* [PROVIDED PASSAGE]:
◆ ◆ ◆ ◆
HM: The show takes great strides in portraying the individuality of the clones, with distinct personalities and designs. How hard is it to find that nuance when playing what are essentially different aspects of the same character?
DBB:
It’s a big priority for me to give the feeling that these guys aren’t the same. We try very hard to bring individuality to the clones. Genetically they are made for one purpose: to fight. But they are human. They aren’t robots. Maybe they trained with different Jedi, in different parts of the galaxy. We want to bring out those subtle differences. The series has done a splendid job exploring this.

HM: In some of the Clone-heavy episodes, you are essentially talking to yourself.
DBB:
That’s true. But what I want is for people to think it’s just a bunch of people in a room doing these different soldiers.

HM: What is it like working with the rest of the cast?
◆ ◆ ◆ ◆
* [EXTRACTED INFORMATION]:

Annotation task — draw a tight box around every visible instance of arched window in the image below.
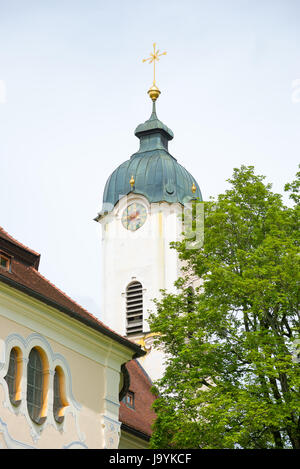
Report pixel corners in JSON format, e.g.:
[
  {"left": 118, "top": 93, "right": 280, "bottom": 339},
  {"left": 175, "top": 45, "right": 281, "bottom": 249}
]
[
  {"left": 27, "top": 347, "right": 47, "bottom": 424},
  {"left": 53, "top": 366, "right": 68, "bottom": 423},
  {"left": 126, "top": 282, "right": 143, "bottom": 334},
  {"left": 4, "top": 347, "right": 22, "bottom": 406}
]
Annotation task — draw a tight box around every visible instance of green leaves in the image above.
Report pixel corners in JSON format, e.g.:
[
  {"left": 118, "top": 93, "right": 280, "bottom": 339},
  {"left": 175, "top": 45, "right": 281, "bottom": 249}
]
[{"left": 150, "top": 166, "right": 300, "bottom": 448}]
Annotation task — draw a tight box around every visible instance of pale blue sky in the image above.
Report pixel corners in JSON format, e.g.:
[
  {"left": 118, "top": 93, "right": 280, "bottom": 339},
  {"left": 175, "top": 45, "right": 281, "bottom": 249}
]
[{"left": 0, "top": 0, "right": 300, "bottom": 317}]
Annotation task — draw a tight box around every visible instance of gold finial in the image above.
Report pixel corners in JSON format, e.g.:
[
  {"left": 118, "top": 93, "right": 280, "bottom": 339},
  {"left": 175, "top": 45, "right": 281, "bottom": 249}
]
[
  {"left": 129, "top": 176, "right": 135, "bottom": 189},
  {"left": 143, "top": 42, "right": 167, "bottom": 101}
]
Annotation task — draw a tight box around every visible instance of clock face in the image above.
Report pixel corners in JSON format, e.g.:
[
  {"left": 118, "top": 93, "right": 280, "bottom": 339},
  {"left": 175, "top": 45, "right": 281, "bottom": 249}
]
[{"left": 122, "top": 202, "right": 147, "bottom": 231}]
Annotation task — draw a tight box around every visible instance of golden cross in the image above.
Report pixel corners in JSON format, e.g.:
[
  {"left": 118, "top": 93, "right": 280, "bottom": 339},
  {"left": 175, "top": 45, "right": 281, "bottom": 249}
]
[{"left": 143, "top": 43, "right": 167, "bottom": 85}]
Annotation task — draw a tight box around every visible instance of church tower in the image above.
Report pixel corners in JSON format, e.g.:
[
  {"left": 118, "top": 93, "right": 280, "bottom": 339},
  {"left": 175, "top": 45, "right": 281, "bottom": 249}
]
[{"left": 95, "top": 45, "right": 202, "bottom": 380}]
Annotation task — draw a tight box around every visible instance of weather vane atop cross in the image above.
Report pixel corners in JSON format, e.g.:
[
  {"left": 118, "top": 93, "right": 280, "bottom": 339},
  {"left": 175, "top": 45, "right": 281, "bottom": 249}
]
[{"left": 143, "top": 42, "right": 167, "bottom": 101}]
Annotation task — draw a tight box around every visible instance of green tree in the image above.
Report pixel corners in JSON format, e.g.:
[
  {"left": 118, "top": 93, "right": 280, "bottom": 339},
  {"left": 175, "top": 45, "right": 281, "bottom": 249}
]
[{"left": 150, "top": 166, "right": 300, "bottom": 449}]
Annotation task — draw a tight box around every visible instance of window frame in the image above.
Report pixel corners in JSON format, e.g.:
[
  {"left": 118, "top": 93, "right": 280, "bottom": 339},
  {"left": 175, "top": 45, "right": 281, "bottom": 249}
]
[
  {"left": 52, "top": 365, "right": 69, "bottom": 423},
  {"left": 126, "top": 280, "right": 144, "bottom": 335},
  {"left": 4, "top": 347, "right": 23, "bottom": 407},
  {"left": 26, "top": 346, "right": 49, "bottom": 425}
]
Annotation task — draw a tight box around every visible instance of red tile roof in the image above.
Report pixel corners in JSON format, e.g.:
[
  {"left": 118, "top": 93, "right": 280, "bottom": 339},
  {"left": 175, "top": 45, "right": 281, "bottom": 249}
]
[
  {"left": 0, "top": 227, "right": 143, "bottom": 355},
  {"left": 119, "top": 360, "right": 156, "bottom": 437}
]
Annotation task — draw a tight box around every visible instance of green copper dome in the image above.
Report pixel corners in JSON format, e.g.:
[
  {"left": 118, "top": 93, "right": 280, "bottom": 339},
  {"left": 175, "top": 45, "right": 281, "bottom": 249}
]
[{"left": 99, "top": 103, "right": 202, "bottom": 216}]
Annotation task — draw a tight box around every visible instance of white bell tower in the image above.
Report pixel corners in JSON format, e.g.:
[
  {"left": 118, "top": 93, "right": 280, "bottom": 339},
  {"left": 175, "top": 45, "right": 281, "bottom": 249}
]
[{"left": 95, "top": 82, "right": 202, "bottom": 380}]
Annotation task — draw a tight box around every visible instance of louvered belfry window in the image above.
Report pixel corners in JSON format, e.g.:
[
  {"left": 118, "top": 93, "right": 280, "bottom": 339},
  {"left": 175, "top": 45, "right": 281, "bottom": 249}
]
[
  {"left": 126, "top": 282, "right": 143, "bottom": 334},
  {"left": 4, "top": 348, "right": 17, "bottom": 404}
]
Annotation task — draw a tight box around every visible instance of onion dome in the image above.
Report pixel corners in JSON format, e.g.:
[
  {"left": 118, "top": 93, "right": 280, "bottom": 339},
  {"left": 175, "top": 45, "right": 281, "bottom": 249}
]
[{"left": 96, "top": 96, "right": 202, "bottom": 220}]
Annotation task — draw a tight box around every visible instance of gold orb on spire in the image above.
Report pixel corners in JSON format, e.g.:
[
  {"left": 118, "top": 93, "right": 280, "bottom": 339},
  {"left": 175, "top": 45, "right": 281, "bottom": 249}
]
[
  {"left": 143, "top": 43, "right": 167, "bottom": 102},
  {"left": 147, "top": 85, "right": 160, "bottom": 101}
]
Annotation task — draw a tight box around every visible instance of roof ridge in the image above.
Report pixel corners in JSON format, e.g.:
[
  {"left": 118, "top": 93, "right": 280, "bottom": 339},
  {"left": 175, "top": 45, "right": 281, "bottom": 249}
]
[
  {"left": 29, "top": 266, "right": 135, "bottom": 343},
  {"left": 0, "top": 226, "right": 40, "bottom": 256}
]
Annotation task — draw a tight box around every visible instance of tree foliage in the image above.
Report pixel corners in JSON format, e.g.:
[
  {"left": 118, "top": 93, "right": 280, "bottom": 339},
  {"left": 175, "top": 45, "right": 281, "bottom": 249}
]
[{"left": 150, "top": 166, "right": 300, "bottom": 449}]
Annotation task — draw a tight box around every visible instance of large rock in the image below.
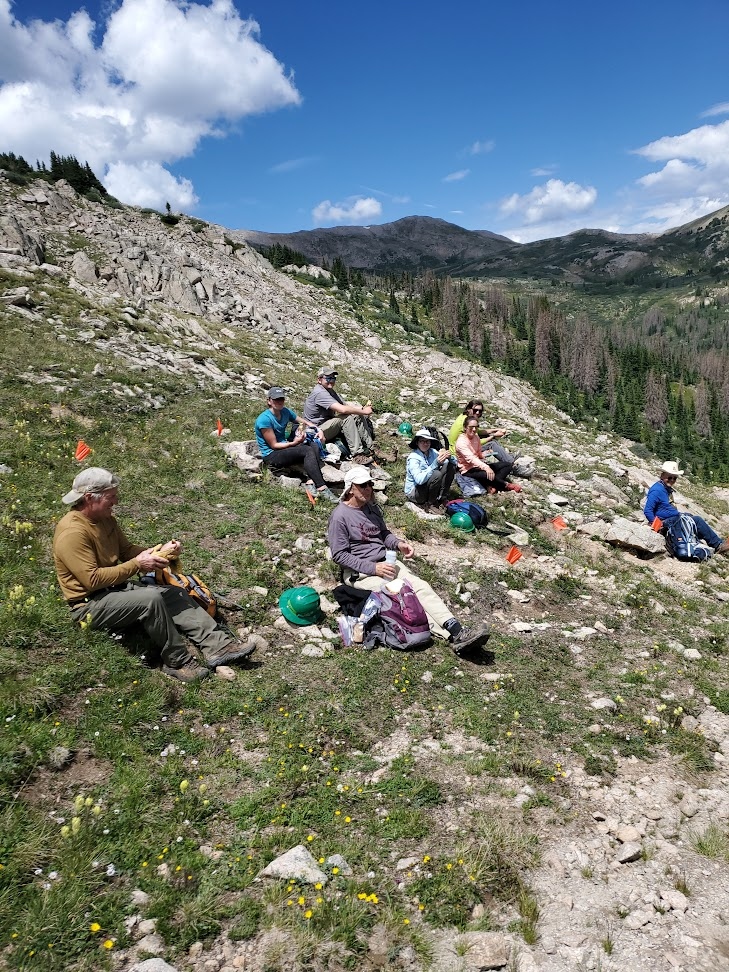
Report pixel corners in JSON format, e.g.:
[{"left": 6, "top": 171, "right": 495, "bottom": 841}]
[
  {"left": 0, "top": 216, "right": 45, "bottom": 266},
  {"left": 259, "top": 844, "right": 329, "bottom": 884},
  {"left": 605, "top": 516, "right": 666, "bottom": 557},
  {"left": 71, "top": 250, "right": 99, "bottom": 284},
  {"left": 223, "top": 440, "right": 263, "bottom": 472},
  {"left": 129, "top": 959, "right": 177, "bottom": 972}
]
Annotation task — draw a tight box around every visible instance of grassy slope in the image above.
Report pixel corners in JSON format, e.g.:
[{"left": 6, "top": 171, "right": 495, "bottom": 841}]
[{"left": 0, "top": 262, "right": 729, "bottom": 969}]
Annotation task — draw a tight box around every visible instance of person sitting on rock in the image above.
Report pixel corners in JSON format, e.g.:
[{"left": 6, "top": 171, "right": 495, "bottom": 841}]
[
  {"left": 643, "top": 461, "right": 729, "bottom": 554},
  {"left": 405, "top": 429, "right": 456, "bottom": 513},
  {"left": 456, "top": 416, "right": 521, "bottom": 493},
  {"left": 255, "top": 386, "right": 337, "bottom": 503},
  {"left": 53, "top": 467, "right": 256, "bottom": 682},
  {"left": 448, "top": 398, "right": 517, "bottom": 464},
  {"left": 304, "top": 365, "right": 375, "bottom": 465},
  {"left": 327, "top": 466, "right": 489, "bottom": 655}
]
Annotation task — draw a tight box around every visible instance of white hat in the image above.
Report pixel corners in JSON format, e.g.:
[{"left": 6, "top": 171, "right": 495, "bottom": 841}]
[
  {"left": 340, "top": 466, "right": 372, "bottom": 499},
  {"left": 410, "top": 426, "right": 440, "bottom": 449},
  {"left": 63, "top": 466, "right": 119, "bottom": 506}
]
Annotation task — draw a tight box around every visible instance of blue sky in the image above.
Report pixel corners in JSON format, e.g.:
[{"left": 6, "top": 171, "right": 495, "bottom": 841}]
[{"left": 0, "top": 0, "right": 729, "bottom": 242}]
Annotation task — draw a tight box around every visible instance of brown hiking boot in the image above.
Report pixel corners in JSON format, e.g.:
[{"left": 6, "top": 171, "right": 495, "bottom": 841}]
[
  {"left": 162, "top": 658, "right": 210, "bottom": 684},
  {"left": 450, "top": 624, "right": 491, "bottom": 657},
  {"left": 205, "top": 638, "right": 256, "bottom": 668},
  {"left": 374, "top": 446, "right": 397, "bottom": 462}
]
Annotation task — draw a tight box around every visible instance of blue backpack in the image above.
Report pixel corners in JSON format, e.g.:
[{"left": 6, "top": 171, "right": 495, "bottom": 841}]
[
  {"left": 446, "top": 500, "right": 489, "bottom": 529},
  {"left": 666, "top": 513, "right": 714, "bottom": 561}
]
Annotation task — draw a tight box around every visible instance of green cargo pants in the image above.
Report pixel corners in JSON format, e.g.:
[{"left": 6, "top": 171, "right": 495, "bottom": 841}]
[{"left": 71, "top": 581, "right": 233, "bottom": 668}]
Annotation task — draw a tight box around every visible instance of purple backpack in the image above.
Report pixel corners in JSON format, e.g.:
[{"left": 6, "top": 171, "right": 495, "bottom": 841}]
[{"left": 367, "top": 580, "right": 431, "bottom": 651}]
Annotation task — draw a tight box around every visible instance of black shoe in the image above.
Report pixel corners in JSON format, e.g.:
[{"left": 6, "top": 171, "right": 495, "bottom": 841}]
[
  {"left": 451, "top": 624, "right": 491, "bottom": 656},
  {"left": 205, "top": 641, "right": 256, "bottom": 668},
  {"left": 162, "top": 658, "right": 210, "bottom": 683}
]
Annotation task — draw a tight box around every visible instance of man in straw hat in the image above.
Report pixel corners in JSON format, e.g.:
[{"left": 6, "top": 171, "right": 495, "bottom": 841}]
[
  {"left": 304, "top": 365, "right": 375, "bottom": 464},
  {"left": 327, "top": 466, "right": 489, "bottom": 655},
  {"left": 53, "top": 468, "right": 255, "bottom": 682},
  {"left": 404, "top": 428, "right": 456, "bottom": 513},
  {"left": 643, "top": 460, "right": 729, "bottom": 554}
]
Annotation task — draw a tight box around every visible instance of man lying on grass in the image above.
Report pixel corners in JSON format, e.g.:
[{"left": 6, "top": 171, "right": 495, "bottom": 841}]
[
  {"left": 328, "top": 466, "right": 489, "bottom": 655},
  {"left": 53, "top": 468, "right": 255, "bottom": 682}
]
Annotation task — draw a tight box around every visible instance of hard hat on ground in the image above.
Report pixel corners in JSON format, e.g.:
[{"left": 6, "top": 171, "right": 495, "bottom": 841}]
[
  {"left": 278, "top": 587, "right": 324, "bottom": 625},
  {"left": 451, "top": 510, "right": 476, "bottom": 533}
]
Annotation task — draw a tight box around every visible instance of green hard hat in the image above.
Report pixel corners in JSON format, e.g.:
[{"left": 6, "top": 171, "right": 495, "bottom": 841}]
[
  {"left": 451, "top": 510, "right": 476, "bottom": 533},
  {"left": 278, "top": 587, "right": 324, "bottom": 624}
]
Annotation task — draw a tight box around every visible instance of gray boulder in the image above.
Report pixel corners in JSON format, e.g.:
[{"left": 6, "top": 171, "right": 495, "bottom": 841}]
[
  {"left": 259, "top": 844, "right": 329, "bottom": 884},
  {"left": 605, "top": 516, "right": 666, "bottom": 557}
]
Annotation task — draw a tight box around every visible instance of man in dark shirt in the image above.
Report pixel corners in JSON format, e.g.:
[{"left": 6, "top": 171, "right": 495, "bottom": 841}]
[
  {"left": 327, "top": 466, "right": 489, "bottom": 655},
  {"left": 304, "top": 365, "right": 375, "bottom": 464}
]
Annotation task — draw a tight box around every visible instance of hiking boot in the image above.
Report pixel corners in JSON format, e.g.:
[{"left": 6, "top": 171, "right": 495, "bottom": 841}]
[
  {"left": 451, "top": 624, "right": 491, "bottom": 657},
  {"left": 373, "top": 446, "right": 397, "bottom": 462},
  {"left": 301, "top": 483, "right": 319, "bottom": 503},
  {"left": 162, "top": 658, "right": 210, "bottom": 683},
  {"left": 205, "top": 639, "right": 256, "bottom": 668}
]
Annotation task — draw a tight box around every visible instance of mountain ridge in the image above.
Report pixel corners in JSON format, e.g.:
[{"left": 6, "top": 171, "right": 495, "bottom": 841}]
[{"left": 231, "top": 207, "right": 729, "bottom": 283}]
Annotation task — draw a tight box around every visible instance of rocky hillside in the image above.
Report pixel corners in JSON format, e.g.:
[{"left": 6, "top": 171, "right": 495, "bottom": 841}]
[
  {"left": 232, "top": 207, "right": 729, "bottom": 286},
  {"left": 0, "top": 182, "right": 729, "bottom": 972}
]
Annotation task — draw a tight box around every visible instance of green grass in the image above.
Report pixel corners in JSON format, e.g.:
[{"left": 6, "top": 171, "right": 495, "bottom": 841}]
[{"left": 0, "top": 262, "right": 728, "bottom": 972}]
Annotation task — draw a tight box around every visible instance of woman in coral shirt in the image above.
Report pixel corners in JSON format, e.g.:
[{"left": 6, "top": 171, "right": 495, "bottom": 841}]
[{"left": 456, "top": 417, "right": 521, "bottom": 493}]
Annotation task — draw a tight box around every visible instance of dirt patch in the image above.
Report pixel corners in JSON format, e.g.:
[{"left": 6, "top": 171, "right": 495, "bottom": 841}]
[{"left": 20, "top": 749, "right": 113, "bottom": 806}]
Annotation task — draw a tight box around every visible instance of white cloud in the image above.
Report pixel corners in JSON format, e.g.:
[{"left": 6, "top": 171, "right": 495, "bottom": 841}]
[
  {"left": 443, "top": 169, "right": 471, "bottom": 182},
  {"left": 635, "top": 117, "right": 729, "bottom": 231},
  {"left": 499, "top": 179, "right": 597, "bottom": 226},
  {"left": 361, "top": 186, "right": 410, "bottom": 206},
  {"left": 701, "top": 101, "right": 729, "bottom": 118},
  {"left": 104, "top": 162, "right": 199, "bottom": 212},
  {"left": 268, "top": 155, "right": 317, "bottom": 175},
  {"left": 0, "top": 0, "right": 301, "bottom": 205},
  {"left": 311, "top": 196, "right": 382, "bottom": 223},
  {"left": 468, "top": 139, "right": 496, "bottom": 155}
]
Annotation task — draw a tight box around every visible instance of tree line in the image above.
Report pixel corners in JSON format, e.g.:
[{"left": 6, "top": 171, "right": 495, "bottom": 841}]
[{"left": 0, "top": 152, "right": 113, "bottom": 202}]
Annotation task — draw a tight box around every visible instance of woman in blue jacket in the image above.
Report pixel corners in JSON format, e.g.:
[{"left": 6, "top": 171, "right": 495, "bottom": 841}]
[{"left": 405, "top": 429, "right": 456, "bottom": 513}]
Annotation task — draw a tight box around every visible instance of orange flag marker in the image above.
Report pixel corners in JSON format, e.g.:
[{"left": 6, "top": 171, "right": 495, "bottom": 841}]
[{"left": 75, "top": 439, "right": 91, "bottom": 462}]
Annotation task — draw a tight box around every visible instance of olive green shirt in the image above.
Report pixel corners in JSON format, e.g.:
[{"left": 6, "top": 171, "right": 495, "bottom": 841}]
[{"left": 53, "top": 510, "right": 145, "bottom": 601}]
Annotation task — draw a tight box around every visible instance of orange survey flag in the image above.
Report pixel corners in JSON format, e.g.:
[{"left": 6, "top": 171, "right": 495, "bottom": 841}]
[{"left": 75, "top": 439, "right": 91, "bottom": 462}]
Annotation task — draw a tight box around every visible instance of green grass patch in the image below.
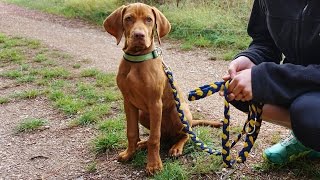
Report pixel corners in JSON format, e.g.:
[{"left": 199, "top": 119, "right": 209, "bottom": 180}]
[
  {"left": 86, "top": 162, "right": 97, "bottom": 173},
  {"left": 93, "top": 116, "right": 126, "bottom": 154},
  {"left": 54, "top": 94, "right": 86, "bottom": 115},
  {"left": 16, "top": 118, "right": 46, "bottom": 132},
  {"left": 5, "top": 0, "right": 253, "bottom": 60},
  {"left": 0, "top": 49, "right": 24, "bottom": 63},
  {"left": 13, "top": 89, "right": 44, "bottom": 99},
  {"left": 253, "top": 158, "right": 320, "bottom": 179},
  {"left": 151, "top": 161, "right": 190, "bottom": 180},
  {"left": 39, "top": 67, "right": 70, "bottom": 79},
  {"left": 34, "top": 53, "right": 48, "bottom": 62},
  {"left": 0, "top": 97, "right": 10, "bottom": 104}
]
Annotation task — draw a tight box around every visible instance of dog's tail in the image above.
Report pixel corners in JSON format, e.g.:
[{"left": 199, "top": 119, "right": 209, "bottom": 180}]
[{"left": 192, "top": 120, "right": 222, "bottom": 128}]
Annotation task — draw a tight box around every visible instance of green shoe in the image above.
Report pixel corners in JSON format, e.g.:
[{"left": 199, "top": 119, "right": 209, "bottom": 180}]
[{"left": 262, "top": 134, "right": 320, "bottom": 164}]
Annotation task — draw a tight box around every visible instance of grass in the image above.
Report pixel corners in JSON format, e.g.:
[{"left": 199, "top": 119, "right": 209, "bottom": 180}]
[
  {"left": 13, "top": 89, "right": 44, "bottom": 99},
  {"left": 86, "top": 162, "right": 97, "bottom": 173},
  {"left": 152, "top": 161, "right": 190, "bottom": 180},
  {"left": 16, "top": 118, "right": 46, "bottom": 133},
  {"left": 4, "top": 0, "right": 253, "bottom": 60}
]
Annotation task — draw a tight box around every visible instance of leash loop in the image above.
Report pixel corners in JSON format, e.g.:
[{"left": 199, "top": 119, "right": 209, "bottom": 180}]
[{"left": 162, "top": 59, "right": 263, "bottom": 168}]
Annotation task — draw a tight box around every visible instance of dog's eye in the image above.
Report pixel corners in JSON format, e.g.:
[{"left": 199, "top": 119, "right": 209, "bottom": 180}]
[{"left": 146, "top": 17, "right": 152, "bottom": 23}]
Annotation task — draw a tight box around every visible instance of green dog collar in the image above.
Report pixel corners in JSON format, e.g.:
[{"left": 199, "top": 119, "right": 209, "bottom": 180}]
[{"left": 123, "top": 48, "right": 162, "bottom": 62}]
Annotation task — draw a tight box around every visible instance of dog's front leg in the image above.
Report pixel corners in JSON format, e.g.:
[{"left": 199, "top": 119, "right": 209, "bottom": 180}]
[
  {"left": 147, "top": 100, "right": 163, "bottom": 174},
  {"left": 118, "top": 100, "right": 140, "bottom": 161}
]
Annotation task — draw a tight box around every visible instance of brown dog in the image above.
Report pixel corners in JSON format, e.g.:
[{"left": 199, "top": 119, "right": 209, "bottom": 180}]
[{"left": 104, "top": 3, "right": 221, "bottom": 174}]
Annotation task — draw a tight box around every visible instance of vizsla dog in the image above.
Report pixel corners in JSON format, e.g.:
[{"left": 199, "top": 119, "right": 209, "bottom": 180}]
[{"left": 104, "top": 3, "right": 221, "bottom": 174}]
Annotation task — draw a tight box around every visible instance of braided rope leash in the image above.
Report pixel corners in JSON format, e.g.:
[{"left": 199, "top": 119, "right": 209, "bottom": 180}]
[{"left": 163, "top": 62, "right": 263, "bottom": 167}]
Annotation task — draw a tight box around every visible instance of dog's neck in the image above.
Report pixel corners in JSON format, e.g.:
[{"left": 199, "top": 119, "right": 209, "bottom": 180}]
[
  {"left": 123, "top": 43, "right": 161, "bottom": 62},
  {"left": 123, "top": 48, "right": 162, "bottom": 63}
]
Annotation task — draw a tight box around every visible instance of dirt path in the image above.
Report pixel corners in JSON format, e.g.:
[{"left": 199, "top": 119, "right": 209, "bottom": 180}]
[
  {"left": 0, "top": 3, "right": 232, "bottom": 117},
  {"left": 0, "top": 2, "right": 296, "bottom": 179}
]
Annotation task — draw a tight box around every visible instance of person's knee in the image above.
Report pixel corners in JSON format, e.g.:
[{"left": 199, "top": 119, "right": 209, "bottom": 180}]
[{"left": 290, "top": 92, "right": 320, "bottom": 151}]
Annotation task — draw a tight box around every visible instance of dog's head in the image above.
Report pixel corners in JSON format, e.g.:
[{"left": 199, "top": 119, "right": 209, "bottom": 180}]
[{"left": 103, "top": 3, "right": 171, "bottom": 54}]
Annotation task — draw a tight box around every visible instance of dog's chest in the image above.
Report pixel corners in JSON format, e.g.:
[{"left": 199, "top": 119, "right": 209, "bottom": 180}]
[{"left": 117, "top": 60, "right": 167, "bottom": 110}]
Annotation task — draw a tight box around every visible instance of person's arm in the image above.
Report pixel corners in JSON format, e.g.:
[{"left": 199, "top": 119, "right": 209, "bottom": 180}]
[
  {"left": 251, "top": 62, "right": 320, "bottom": 106},
  {"left": 229, "top": 0, "right": 320, "bottom": 106},
  {"left": 235, "top": 0, "right": 282, "bottom": 64}
]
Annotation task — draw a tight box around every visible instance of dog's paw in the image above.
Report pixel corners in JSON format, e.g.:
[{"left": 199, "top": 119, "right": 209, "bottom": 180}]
[
  {"left": 146, "top": 160, "right": 163, "bottom": 176},
  {"left": 169, "top": 144, "right": 183, "bottom": 157},
  {"left": 118, "top": 149, "right": 134, "bottom": 162},
  {"left": 137, "top": 140, "right": 148, "bottom": 150}
]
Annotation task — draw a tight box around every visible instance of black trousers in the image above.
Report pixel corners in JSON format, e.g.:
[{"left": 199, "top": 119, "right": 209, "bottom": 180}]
[{"left": 230, "top": 92, "right": 320, "bottom": 152}]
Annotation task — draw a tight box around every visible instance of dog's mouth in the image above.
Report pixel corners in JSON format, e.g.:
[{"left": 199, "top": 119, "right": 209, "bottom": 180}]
[{"left": 126, "top": 38, "right": 150, "bottom": 54}]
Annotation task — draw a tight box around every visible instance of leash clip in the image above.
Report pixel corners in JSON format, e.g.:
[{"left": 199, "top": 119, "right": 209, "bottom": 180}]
[{"left": 152, "top": 47, "right": 162, "bottom": 57}]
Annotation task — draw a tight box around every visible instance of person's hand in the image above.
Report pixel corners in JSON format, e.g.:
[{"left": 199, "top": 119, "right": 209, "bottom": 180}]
[
  {"left": 228, "top": 69, "right": 252, "bottom": 101},
  {"left": 219, "top": 56, "right": 255, "bottom": 101},
  {"left": 222, "top": 56, "right": 255, "bottom": 81}
]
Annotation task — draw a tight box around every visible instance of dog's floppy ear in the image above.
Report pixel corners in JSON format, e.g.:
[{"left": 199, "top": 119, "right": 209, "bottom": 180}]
[
  {"left": 103, "top": 5, "right": 126, "bottom": 45},
  {"left": 152, "top": 7, "right": 171, "bottom": 44}
]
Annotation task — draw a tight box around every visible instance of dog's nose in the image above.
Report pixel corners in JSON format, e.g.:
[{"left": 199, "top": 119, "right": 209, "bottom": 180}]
[{"left": 134, "top": 31, "right": 145, "bottom": 39}]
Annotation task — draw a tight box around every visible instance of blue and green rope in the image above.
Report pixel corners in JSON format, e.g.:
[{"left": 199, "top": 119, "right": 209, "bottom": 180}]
[{"left": 163, "top": 63, "right": 263, "bottom": 167}]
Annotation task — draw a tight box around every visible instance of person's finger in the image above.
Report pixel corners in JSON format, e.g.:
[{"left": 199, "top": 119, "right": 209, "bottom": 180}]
◆ ◆ ◆ ◆
* [TASKS]:
a - From the interview about the clones, extract the passage that begins at the words "HM: The show" and ends after the words "the same character?".
b - Translate this sentence from the interview about the clones into Spanish: "Maybe they trained with different Jedi, in different parts of the galaxy."
c - Carry on the interview about voicing the clones, picking up right after its final line.

* [RESPONSES PER TASK]:
a -
HM: The show takes great strides in portraying the individuality of the clones, with distinct personalities and designs. How hard is it to find that nuance when playing what are essentially different aspects of the same character?

b - Quizás entrenaron con distintos Jedi, en distintas partes de la galaxia.

c -
DBB:
One of the terrific things of this show is the top-drawer ensemble of voice actors. You’ve got to have good voice actors to pull off a show like this, and they do it beautifully. James Arnold Taylor does a dead-on Obi-Wan. Corey Burton does Count Dooku so well; I think I like him the most. We perform all the voices together. When we record them it’s essentially a radio drama.

HM: Why do you think the Clones are so popular among the fans?
DBB:
It’s gratifying to hear and see that. Read the Rex costume was the most popular last year. The thing about clones is they’re now humanized, not superheroes. They’re human, they’re heroic and doing the best they can. A 10-year-old can see that and think they can step up to the plate and be like that. Great weaponry. Specialized skills.

HM: Who’s your favorite clone?
DBB:
I can’t tell you who he is yet, but there’s one coming up in a season two episode, and I think fans will recognize what’s going on. It has a lot to do with Rex. I really love Rex. But in season one, I really love the “Rookies” episode, and the clone who sacrifices himself. That’s a terrific, heroic moment that gets to the heart of why people love these guys.

HM: The show portrays the clones as the good guys, but we know they become the evil Stormtroopers of the original trilogy. Will the show address how the clones will eventually bring themselves to betray the Jedi, as seen in Revenge of the Sith?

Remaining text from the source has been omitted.